- _Exercise prompt_:
Gather each line in the data below that contains the word "integer".

- _Extracted records_:
= = = = = = =

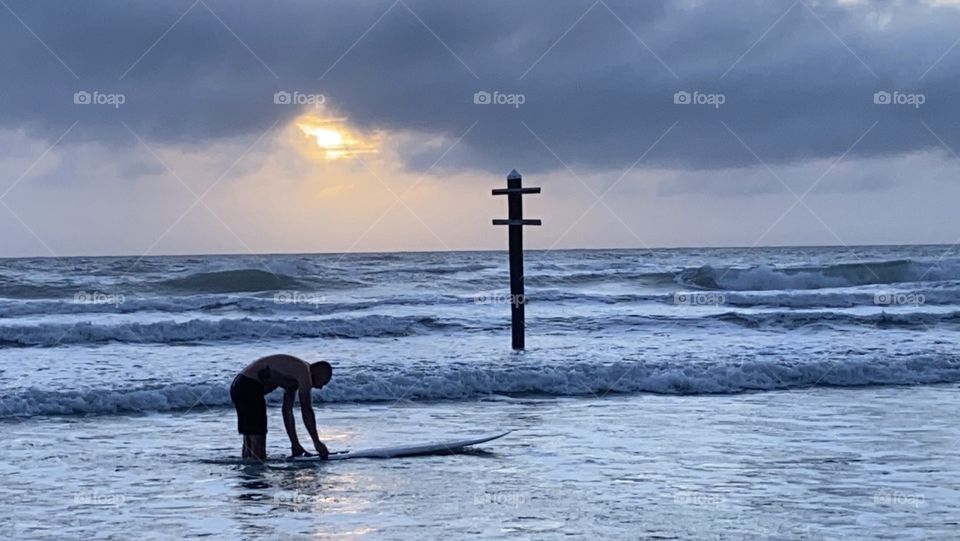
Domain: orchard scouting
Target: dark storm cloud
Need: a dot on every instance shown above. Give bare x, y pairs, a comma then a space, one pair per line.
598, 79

= = = = = = =

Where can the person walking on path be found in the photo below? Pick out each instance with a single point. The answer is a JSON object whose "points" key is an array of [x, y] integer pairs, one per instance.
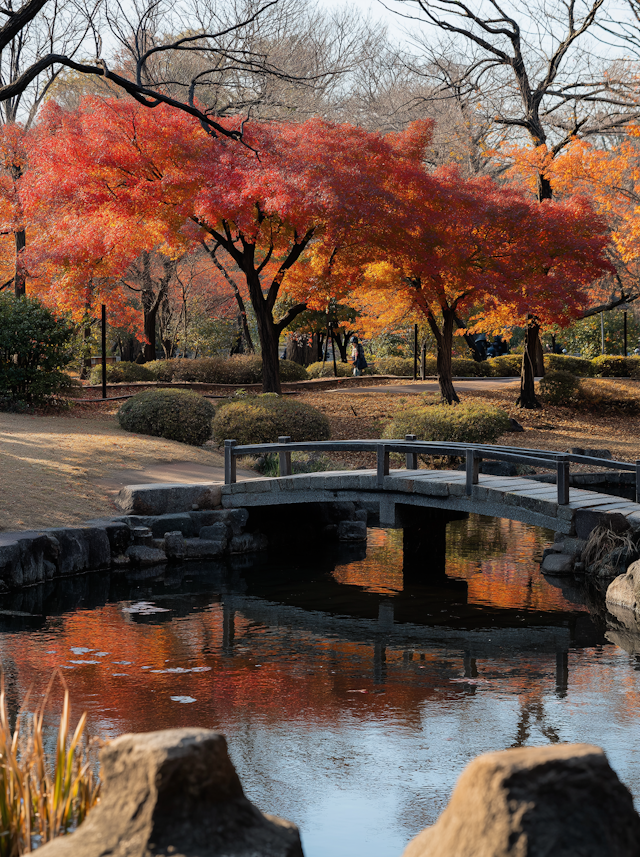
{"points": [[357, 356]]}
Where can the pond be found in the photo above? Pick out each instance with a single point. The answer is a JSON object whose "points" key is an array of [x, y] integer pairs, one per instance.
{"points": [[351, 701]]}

= = = = = = =

- _Result_:
Where can the person walking on path be found in the photo below? Pick out each instance with a single point. The answer is a JSON object whose "points" key is an array of [x, y] integer pairs, one per instance.
Where can the pond be found in the photo above? Pick out each instance with a single point. The answer is a JSON object whose "points" key is an array of [x, y] integer pairs, one per instance.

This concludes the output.